Auf Vorwürfe, dass auch mit deutschen Steuergeldern Terror finanziert werde, ging Lazzarini nicht ein.

Neutralitätsprobleme

Eine UN-Untersuchungskommission hatte der UNRWA unlängst Neutralitätsprobleme bescheinigt und eine Reihe von Empfehlungen gegeben, auch zur Überprüfung von Mitarbeitern oder zur Revision des Lehrmaterials der UNRWA-Schulen.

Dazu sagte Lazzarini, dass es in seinem Büro ein Team gebe, das sich ausschließlich mit der Umsetzung der Empfehlungen befasse, und in den letzten Monaten »einige Fortschritte bei der Überprüfung des Personals« erzielt worden seien.

Seine Behörde lese jede Seite, der in UNRWA-Schulen zur Verfügung gestellten Bücher, um zu prüfen, inwieweit der Inhalt mit dem UNESCO-Standard vereinbar sei. Er versuche nicht, die palästinensische Erzählung mit der israelischen in Einklang zu bringen. »Aber Antisemitismus zu lehren, dafür gibt es in unserer Klasse absolut keinen Platz.« Und wenn dies passieren würde, würden angemessene Maßnahmen gegen die dafür verantwortlichen Personen ergriffen werden.

Datensätze:
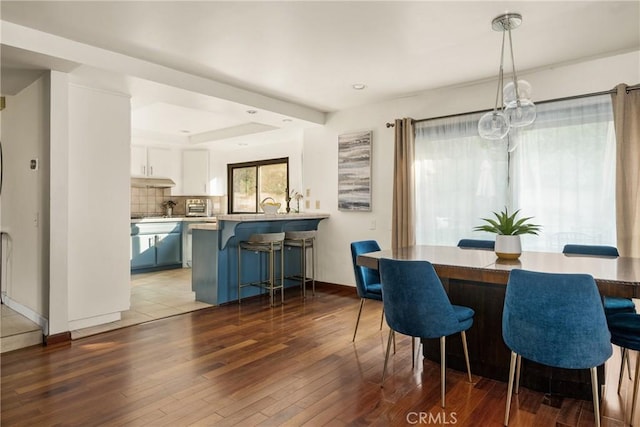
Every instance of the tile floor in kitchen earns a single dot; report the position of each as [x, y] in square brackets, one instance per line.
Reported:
[153, 296]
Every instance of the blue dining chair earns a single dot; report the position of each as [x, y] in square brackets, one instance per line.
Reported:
[625, 333]
[476, 244]
[555, 320]
[612, 305]
[417, 305]
[367, 279]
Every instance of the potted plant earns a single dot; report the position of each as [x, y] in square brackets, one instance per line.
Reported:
[508, 230]
[168, 207]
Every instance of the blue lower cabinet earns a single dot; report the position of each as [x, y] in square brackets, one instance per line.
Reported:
[169, 249]
[156, 246]
[143, 251]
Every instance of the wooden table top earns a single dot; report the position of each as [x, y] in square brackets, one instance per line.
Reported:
[484, 266]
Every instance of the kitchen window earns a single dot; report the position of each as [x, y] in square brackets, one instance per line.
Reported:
[560, 170]
[250, 183]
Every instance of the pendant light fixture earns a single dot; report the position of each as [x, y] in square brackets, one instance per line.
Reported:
[516, 107]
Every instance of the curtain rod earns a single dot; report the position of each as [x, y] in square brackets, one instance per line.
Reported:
[604, 92]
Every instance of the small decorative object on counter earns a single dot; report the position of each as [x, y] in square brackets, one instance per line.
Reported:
[168, 207]
[508, 230]
[297, 196]
[269, 206]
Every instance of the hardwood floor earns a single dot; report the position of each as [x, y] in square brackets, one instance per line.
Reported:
[248, 365]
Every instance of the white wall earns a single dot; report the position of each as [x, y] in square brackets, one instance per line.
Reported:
[320, 144]
[25, 194]
[99, 157]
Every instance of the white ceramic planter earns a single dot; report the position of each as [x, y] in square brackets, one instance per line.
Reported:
[508, 247]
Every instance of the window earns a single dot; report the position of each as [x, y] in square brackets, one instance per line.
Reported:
[251, 182]
[560, 170]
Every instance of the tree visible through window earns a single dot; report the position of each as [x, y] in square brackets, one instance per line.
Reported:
[251, 182]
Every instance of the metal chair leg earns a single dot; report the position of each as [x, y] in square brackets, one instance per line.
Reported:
[386, 357]
[413, 351]
[466, 353]
[358, 319]
[624, 356]
[512, 369]
[594, 391]
[443, 368]
[518, 366]
[635, 388]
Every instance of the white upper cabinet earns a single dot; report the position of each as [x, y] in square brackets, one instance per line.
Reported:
[195, 172]
[152, 161]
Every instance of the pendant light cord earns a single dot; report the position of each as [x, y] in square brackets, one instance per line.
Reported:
[500, 76]
[513, 65]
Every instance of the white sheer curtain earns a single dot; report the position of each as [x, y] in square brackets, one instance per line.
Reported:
[459, 179]
[561, 170]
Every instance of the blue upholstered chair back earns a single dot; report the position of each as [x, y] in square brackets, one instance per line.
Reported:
[597, 250]
[415, 302]
[365, 277]
[555, 319]
[476, 244]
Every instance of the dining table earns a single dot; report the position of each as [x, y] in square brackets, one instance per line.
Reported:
[477, 278]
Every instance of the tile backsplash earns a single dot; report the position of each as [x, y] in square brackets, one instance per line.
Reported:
[148, 202]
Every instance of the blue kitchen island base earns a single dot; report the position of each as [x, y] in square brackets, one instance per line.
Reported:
[215, 253]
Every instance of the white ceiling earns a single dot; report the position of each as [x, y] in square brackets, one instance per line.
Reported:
[308, 54]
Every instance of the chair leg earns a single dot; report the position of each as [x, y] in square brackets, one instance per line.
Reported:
[518, 367]
[635, 387]
[413, 352]
[281, 273]
[358, 319]
[466, 353]
[512, 369]
[443, 368]
[594, 391]
[386, 357]
[239, 270]
[622, 363]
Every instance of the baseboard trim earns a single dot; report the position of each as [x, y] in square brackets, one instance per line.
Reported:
[61, 338]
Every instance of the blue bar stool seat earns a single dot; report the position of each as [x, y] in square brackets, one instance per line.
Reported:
[625, 332]
[417, 305]
[264, 243]
[612, 305]
[556, 320]
[476, 244]
[303, 240]
[367, 279]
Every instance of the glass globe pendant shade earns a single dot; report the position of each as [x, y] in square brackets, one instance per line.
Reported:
[509, 91]
[493, 125]
[520, 113]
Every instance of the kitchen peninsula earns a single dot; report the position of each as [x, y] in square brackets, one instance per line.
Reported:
[214, 277]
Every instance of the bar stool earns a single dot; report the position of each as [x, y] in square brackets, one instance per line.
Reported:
[625, 332]
[303, 240]
[269, 243]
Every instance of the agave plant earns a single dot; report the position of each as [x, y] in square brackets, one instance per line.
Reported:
[508, 225]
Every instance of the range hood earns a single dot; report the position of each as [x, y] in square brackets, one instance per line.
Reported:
[152, 182]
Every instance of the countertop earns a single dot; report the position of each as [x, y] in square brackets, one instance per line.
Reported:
[174, 219]
[271, 217]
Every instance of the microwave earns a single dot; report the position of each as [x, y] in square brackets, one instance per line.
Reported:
[197, 207]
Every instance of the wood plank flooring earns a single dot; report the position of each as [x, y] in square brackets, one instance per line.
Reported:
[247, 365]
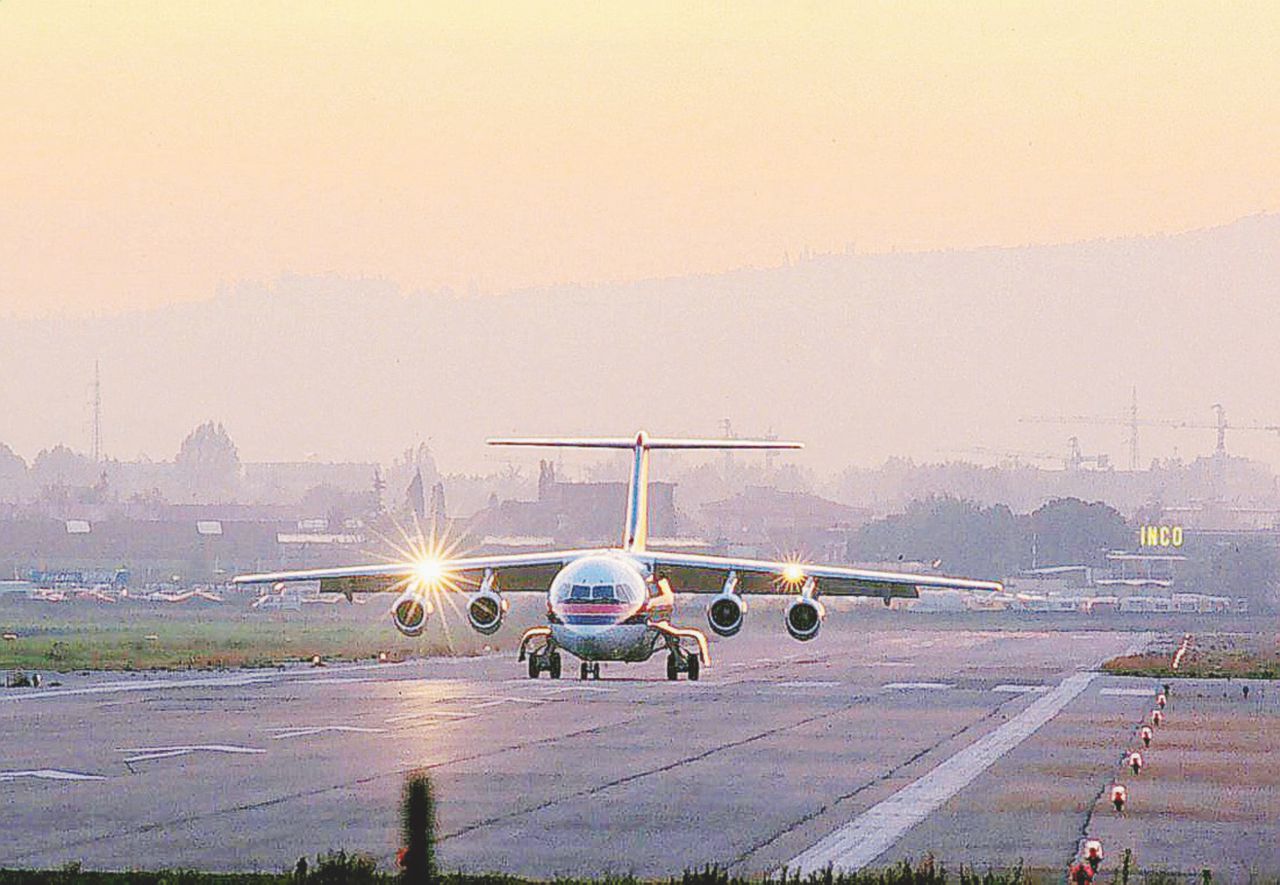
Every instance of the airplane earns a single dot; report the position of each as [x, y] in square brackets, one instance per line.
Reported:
[616, 603]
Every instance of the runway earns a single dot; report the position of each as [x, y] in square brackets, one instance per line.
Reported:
[862, 747]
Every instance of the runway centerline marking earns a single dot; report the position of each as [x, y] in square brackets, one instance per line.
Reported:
[48, 774]
[876, 830]
[428, 714]
[1128, 692]
[145, 753]
[305, 731]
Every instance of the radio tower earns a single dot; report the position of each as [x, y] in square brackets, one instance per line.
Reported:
[97, 414]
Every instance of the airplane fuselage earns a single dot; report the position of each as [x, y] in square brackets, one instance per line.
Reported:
[602, 607]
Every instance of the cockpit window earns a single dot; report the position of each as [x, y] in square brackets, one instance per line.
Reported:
[598, 593]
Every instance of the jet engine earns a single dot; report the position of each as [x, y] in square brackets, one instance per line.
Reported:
[410, 614]
[725, 614]
[804, 617]
[485, 610]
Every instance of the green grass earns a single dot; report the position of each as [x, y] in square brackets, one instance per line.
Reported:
[1211, 656]
[339, 867]
[178, 644]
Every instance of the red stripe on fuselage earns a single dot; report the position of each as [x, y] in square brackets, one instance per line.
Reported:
[595, 607]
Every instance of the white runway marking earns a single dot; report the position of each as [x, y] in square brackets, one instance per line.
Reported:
[282, 734]
[48, 774]
[498, 702]
[874, 831]
[144, 753]
[428, 714]
[1129, 692]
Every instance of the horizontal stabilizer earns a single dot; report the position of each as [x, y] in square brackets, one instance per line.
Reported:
[647, 442]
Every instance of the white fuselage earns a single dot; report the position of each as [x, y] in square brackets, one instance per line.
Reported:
[600, 607]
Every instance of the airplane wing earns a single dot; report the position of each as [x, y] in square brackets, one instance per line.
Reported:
[694, 573]
[515, 571]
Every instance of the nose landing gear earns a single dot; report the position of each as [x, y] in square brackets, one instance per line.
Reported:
[545, 660]
[680, 661]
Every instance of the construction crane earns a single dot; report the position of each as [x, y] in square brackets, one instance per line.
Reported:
[1073, 460]
[1220, 424]
[1006, 457]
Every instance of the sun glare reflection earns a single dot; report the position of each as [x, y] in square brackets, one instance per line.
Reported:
[426, 556]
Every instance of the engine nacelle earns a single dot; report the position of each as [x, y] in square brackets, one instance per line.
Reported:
[725, 614]
[485, 610]
[410, 614]
[804, 617]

Aufgaben:
1. Gib die Zeilen der Datensätze unverändert wieder, beginnend mit der Zeile, die „Every instance of the red“ enthält, und endend mit dem Schluss der Datensätze, beide Enden eingeschlossen.
2. Führe den Auszug über die UNRWA im Anschluss an seinen letzten Satz weiter.
Der Auszug und die Datensätze haben nichts miteinander zu tun, sie stammen aus verschiedenen Quellen.

Lösungen:
1.
Every instance of the red stripe on fuselage earns a single dot; report the position of each as [x, y] in square brackets, one instance per line.
Reported:
[595, 607]
Every instance of the white runway marking earns a single dot; report the position of each as [x, y] in square brackets, one instance per line.
Reported:
[282, 734]
[48, 774]
[498, 702]
[874, 831]
[144, 753]
[428, 714]
[1129, 692]
Every instance of the horizontal stabilizer earns a single dot; report the position of each as [x, y] in square brackets, one instance per line.
Reported:
[647, 442]
Every instance of the white fuselage earns a single dot; report the position of each as [x, y] in square brackets, one instance per line.
Reported:
[600, 607]
Every instance of the airplane wing earns a single dot; report the position of each as [x, y] in square brackets, one instance per line.
Reported:
[694, 573]
[515, 571]
Every instance of the nose landing gear earns a single dot; report the position of each as [x, y] in square brackets, one instance per line.
Reported:
[545, 660]
[680, 661]
Every instance of the construction crane earns a single dot; report the position of each as [x, y] in square brackets, one instance per line.
Reported:
[1073, 460]
[1220, 424]
[1006, 457]
Every instance of the sun glare reflection earns a single dot; report the position of each as [x, y] in square brackets, one instance per line.
Reported:
[426, 556]
Every instance of the engine nacelle earns a single dot; report the position of each as [x, y] in square brackets, one instance per line.
Reported:
[725, 614]
[485, 610]
[410, 614]
[804, 617]

2.
Inwieweit dies wirklich geschieht, ist mehr als fragwürdig. Als beispielsweise kürzlich der Hamas-Kommandeur Fathi al-Sharif bei einem israelischen Luftangriff auf die libanesische Hafenstadt Tyros getötet wurde, feierte ihn die Terrororganisation als »erfolgreichen Lehrer und ausgezeichneten Schuldirektor«.

Er stand in den Diensten des Palästinenserhilfswerks, war auch Chef der nationalen UNRWA-Lehrergewerkschaft. UNRWA verwies darauf, nichts von dessen »politischen Aktivitäten« gewusst zu haben.